# Your task
Everything from the line holding "Each instance receives one keypoint. Mark the earlobe" through the last line below is needed; please reproduce those lines exactly, adding nothing.

# Dataset extract
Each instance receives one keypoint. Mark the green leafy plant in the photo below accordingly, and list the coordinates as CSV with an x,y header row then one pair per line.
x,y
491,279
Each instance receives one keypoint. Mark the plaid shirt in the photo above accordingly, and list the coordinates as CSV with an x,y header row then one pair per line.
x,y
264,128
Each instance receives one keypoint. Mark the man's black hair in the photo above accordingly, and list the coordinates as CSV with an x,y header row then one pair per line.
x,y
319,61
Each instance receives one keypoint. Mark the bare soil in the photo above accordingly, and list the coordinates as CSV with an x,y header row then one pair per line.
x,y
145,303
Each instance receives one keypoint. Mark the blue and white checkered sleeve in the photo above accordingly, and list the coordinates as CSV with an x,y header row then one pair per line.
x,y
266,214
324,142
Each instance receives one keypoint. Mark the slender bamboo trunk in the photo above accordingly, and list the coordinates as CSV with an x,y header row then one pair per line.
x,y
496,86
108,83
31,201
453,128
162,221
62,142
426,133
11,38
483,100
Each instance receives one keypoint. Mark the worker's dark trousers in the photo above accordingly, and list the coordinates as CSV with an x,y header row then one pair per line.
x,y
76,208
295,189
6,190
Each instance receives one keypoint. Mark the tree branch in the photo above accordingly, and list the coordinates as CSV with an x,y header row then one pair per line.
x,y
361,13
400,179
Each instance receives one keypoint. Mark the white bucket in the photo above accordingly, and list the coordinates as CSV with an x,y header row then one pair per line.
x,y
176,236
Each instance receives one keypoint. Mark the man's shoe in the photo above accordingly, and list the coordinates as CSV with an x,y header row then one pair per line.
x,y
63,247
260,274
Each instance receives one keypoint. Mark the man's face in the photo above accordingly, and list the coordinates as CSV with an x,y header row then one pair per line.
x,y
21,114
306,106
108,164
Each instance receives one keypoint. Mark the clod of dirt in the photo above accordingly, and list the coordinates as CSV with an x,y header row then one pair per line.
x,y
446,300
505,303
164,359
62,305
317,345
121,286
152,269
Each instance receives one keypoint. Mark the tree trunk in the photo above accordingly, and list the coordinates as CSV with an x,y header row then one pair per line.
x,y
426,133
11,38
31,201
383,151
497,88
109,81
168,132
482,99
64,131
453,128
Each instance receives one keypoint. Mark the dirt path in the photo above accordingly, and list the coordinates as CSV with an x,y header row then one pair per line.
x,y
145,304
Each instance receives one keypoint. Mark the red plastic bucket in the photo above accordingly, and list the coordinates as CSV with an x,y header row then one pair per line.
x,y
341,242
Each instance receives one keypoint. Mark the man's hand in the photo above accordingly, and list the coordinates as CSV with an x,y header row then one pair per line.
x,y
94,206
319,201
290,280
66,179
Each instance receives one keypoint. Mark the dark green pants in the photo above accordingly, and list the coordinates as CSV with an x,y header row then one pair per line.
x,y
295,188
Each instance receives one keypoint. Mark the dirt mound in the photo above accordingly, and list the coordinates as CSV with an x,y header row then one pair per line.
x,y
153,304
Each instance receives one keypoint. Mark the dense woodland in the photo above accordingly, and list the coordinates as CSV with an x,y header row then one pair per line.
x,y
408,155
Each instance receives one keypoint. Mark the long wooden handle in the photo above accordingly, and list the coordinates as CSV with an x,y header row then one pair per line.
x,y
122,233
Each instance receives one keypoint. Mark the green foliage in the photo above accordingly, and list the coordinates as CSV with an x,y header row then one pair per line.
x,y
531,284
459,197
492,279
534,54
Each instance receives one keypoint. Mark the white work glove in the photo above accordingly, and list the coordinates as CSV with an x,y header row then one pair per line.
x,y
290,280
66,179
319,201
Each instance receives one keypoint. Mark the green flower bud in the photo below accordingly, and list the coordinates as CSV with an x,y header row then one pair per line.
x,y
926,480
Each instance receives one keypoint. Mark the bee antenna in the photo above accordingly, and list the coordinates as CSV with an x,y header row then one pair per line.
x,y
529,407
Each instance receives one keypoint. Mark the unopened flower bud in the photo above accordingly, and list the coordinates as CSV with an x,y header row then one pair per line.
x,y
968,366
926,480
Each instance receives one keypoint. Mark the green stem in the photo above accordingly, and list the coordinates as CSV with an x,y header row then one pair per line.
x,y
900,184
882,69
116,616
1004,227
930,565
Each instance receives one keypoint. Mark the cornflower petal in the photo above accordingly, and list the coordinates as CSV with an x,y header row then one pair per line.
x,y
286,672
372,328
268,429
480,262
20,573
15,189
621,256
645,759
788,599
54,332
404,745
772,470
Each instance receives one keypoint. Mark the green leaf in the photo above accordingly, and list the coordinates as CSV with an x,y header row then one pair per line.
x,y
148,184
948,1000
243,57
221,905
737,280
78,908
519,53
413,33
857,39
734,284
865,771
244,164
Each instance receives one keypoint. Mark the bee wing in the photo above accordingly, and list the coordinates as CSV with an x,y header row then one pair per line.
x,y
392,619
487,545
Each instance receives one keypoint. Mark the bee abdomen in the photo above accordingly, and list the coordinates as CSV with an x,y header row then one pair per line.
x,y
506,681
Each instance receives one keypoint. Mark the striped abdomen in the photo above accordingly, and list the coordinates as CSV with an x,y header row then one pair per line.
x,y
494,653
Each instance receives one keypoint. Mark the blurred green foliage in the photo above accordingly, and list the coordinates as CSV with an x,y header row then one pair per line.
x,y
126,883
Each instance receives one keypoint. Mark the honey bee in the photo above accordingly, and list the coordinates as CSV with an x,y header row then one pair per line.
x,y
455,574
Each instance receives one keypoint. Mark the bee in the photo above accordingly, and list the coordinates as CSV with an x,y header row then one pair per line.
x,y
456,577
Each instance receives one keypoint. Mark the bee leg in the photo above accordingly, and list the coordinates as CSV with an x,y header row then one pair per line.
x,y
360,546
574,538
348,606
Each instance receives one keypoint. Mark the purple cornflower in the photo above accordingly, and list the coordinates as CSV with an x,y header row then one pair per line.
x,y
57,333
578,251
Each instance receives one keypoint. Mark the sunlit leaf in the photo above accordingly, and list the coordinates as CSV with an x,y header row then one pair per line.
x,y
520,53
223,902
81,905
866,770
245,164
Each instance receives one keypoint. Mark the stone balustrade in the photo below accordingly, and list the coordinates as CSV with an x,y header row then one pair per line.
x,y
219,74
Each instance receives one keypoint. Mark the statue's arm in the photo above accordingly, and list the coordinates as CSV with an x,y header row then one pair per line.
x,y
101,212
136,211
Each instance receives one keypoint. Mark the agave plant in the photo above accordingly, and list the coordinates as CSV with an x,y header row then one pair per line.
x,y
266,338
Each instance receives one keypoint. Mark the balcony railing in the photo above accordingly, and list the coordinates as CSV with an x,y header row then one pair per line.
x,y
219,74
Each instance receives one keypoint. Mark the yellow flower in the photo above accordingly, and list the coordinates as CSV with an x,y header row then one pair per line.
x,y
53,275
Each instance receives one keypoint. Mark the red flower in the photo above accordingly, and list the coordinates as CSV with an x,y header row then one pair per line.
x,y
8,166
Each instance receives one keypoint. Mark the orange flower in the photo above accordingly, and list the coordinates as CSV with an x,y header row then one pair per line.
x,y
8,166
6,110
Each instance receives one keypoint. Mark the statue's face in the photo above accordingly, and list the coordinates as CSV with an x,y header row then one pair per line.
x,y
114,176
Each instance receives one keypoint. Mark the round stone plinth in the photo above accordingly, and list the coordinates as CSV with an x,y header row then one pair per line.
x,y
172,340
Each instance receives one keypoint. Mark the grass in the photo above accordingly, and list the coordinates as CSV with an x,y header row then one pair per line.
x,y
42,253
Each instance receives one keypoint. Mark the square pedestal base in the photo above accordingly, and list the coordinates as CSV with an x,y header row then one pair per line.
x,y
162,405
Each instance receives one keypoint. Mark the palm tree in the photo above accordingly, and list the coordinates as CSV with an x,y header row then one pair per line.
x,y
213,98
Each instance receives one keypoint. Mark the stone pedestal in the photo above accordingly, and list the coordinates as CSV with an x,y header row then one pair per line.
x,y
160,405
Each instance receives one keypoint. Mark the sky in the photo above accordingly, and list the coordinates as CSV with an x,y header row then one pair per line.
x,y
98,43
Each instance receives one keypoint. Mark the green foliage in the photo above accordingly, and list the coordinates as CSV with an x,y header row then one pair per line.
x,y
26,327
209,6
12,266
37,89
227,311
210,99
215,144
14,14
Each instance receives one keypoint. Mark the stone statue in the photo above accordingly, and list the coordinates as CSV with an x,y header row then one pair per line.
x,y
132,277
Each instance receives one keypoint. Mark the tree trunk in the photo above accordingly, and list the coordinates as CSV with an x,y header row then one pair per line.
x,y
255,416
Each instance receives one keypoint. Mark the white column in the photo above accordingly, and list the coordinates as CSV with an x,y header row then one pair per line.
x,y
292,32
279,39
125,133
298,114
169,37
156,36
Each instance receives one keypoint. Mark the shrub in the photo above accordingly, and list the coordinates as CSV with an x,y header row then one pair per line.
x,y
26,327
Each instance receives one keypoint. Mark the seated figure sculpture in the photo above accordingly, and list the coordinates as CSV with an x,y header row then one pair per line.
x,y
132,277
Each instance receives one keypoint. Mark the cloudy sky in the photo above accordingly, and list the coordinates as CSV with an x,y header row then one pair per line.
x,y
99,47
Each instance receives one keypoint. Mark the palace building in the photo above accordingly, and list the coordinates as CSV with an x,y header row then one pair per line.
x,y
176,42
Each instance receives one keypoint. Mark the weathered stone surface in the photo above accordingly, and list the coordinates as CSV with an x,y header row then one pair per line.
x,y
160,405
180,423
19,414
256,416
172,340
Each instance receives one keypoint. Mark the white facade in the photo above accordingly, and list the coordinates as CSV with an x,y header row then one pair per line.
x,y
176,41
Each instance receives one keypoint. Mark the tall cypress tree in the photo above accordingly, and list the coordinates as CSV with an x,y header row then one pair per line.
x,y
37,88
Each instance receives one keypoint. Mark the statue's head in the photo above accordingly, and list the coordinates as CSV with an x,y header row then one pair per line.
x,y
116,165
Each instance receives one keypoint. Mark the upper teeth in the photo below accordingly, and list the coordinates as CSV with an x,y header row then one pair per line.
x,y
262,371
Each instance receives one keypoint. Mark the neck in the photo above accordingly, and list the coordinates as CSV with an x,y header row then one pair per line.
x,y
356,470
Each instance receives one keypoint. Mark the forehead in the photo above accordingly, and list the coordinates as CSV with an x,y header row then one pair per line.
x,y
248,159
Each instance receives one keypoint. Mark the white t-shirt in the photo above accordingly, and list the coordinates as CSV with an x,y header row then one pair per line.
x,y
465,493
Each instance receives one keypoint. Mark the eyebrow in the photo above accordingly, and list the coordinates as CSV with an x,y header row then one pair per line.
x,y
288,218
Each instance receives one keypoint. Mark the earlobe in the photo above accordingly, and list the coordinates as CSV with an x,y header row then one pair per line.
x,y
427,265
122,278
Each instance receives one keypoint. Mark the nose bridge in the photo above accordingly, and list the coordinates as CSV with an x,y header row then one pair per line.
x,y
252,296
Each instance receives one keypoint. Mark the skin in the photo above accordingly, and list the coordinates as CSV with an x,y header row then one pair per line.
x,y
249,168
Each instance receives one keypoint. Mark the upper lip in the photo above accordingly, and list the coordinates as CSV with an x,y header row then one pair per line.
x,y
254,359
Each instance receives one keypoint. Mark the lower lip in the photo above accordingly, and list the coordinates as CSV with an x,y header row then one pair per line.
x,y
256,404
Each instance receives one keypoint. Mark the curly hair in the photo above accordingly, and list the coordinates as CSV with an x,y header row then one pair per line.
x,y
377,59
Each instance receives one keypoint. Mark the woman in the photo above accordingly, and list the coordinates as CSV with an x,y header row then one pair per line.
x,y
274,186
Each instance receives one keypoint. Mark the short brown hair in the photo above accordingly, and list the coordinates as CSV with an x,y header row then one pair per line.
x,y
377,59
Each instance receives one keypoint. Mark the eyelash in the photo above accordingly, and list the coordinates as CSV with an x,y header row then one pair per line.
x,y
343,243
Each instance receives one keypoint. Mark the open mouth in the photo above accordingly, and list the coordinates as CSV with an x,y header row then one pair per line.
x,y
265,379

# Your response
Each instance receives one keypoint. Mark the earlobe in the photo above accordingly, and list the coordinates as CSV with an x,y header row then one pair per line.
x,y
427,265
122,278
Each instance receives one keypoint. Mark the nose bridge in the photo above accordingly, and list the coordinates as CSV with an x,y header row then one pair per line.
x,y
252,296
Each instance receives one keypoint. Mark the skin in the photo above accordingly, and list the coordinates as CSV with an x,y header row then one pair per line.
x,y
249,168
Each instance receives one keypoint. Mark the upper lip in the photo above accordingly, and list the coordinates as CSV with an x,y header row then one pair per line.
x,y
254,359
Each instance receives one keypoint. Mark the lower lip in the photo above accordingly, and list the coordinates as CSV with an x,y header row then one pair per line.
x,y
256,404
Each instance receives one keypoint. Mark the curly hair in the photo above accordingly, and list the coordinates as CSV with an x,y header row then one pair per line.
x,y
377,59
Each instance receives one keypoint. Mark the woman in the photo above accordingly, and list the coordinates as CSV with an x,y header row then one pair per line.
x,y
274,186
Each instance receives one keypoint. Mark the short brown hair in the photo above accordingly, and list the coordinates as CSV with an x,y header row then one pair per line.
x,y
377,59
Each instance receives one keypoint. Mark the eyelash in the photo above accordingly, and list the coordinates as CSV with an x,y header row then one pair per line.
x,y
343,243
Each instance receives one keypoint. Mark the open mouth in the photo above accordingly, and list the coordinates as CSV with an x,y header row then one pair per line.
x,y
265,379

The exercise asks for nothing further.